(Input for this task)
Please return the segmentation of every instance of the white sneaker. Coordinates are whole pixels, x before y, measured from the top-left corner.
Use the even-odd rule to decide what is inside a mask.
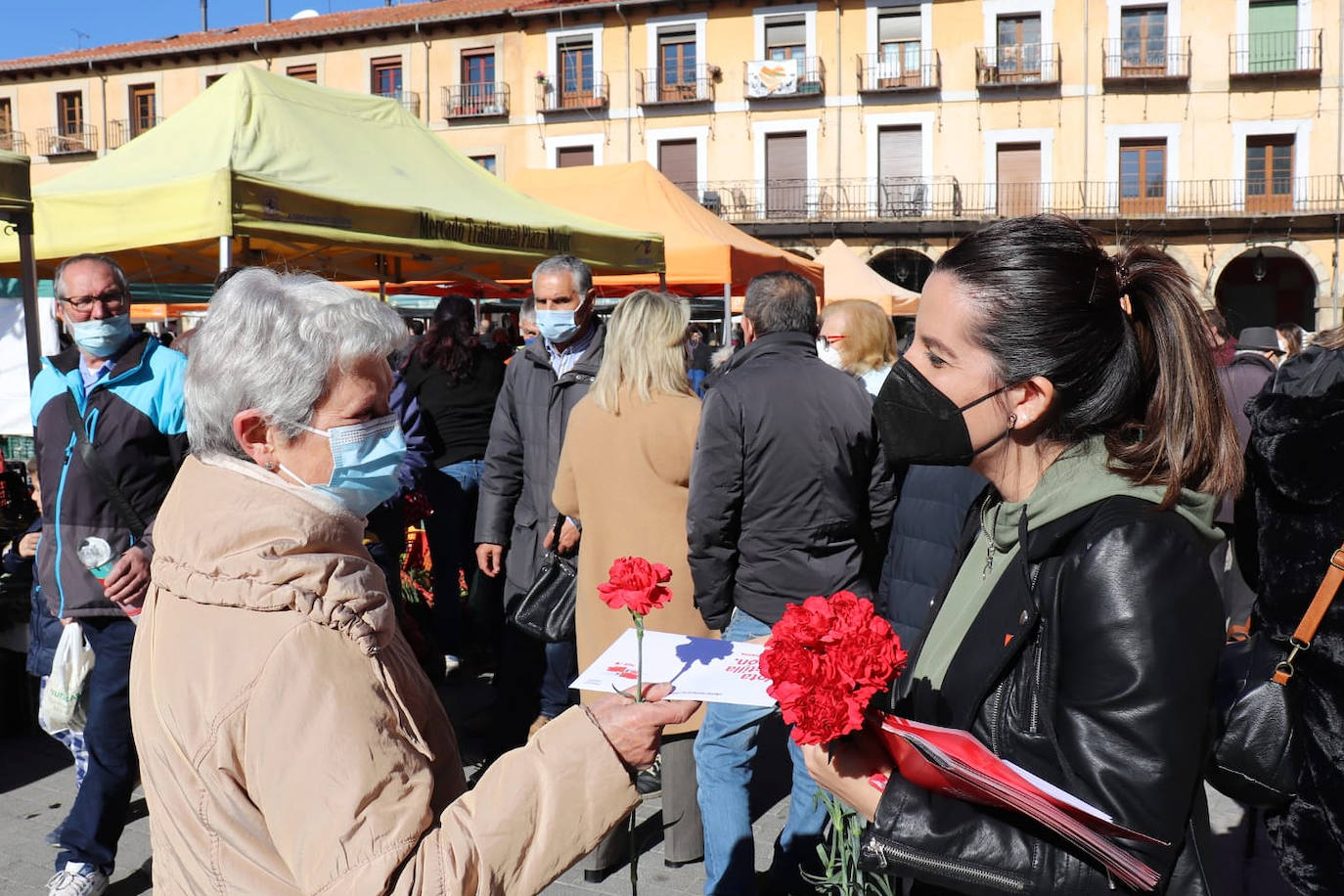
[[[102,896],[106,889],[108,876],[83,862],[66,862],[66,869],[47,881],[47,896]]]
==
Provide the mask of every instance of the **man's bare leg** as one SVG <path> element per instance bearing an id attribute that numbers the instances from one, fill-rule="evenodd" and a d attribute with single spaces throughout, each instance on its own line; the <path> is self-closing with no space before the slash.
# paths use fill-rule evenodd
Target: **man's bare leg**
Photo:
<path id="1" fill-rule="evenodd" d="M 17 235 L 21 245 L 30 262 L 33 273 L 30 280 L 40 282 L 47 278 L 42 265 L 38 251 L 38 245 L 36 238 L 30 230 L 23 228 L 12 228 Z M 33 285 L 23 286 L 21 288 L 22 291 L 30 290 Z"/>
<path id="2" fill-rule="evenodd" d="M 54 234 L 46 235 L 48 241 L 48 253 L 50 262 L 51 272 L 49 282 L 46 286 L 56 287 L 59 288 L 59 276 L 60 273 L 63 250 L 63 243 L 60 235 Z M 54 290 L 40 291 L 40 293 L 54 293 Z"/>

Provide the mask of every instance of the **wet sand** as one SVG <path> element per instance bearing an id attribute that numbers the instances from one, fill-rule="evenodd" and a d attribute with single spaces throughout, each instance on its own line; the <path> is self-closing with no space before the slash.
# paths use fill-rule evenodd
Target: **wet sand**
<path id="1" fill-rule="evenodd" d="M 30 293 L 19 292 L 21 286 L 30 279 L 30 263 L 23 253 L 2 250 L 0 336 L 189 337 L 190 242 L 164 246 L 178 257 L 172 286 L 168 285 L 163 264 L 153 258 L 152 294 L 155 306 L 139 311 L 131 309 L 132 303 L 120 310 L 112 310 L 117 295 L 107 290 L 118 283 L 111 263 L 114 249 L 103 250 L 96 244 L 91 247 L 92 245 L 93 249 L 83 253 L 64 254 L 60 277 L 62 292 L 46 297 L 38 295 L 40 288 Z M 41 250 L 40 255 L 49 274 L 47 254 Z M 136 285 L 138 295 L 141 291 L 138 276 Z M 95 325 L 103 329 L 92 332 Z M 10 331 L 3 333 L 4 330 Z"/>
---
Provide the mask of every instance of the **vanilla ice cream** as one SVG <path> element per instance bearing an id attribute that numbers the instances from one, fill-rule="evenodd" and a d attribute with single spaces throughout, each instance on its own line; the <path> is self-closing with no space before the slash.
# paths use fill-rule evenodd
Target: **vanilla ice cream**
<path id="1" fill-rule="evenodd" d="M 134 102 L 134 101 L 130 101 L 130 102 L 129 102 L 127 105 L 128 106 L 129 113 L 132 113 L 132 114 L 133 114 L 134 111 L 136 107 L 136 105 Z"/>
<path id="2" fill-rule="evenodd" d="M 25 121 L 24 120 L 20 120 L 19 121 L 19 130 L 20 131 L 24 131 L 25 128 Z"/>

(What is asked) List every line of the data above that contains the string "numbers".

(Output)
Provide the mask of every instance of the **man's bare leg** as one SVG <path> element per instance bearing an id attribute that numbers the instances from one, fill-rule="evenodd" and a d attribute with single spaces throughout, each instance on its own line; the <path> is self-closing with no space before the slash.
Provide the mask of every instance of the **wet sand** as one SVG <path> element per instance bearing an id attribute that numbers the instances from one, fill-rule="evenodd" and a d attribute with single spaces throughout, each instance on its own line; the <path> is self-closing with no space before the slash.
Provide the mask of every instance of the **vanilla ice cream** as one SVG <path> element per instance bearing an id attribute that numbers the instances from one, fill-rule="evenodd" and a d attribute with single spaces throughout, each instance on its own line; the <path> is self-closing with no space before the slash.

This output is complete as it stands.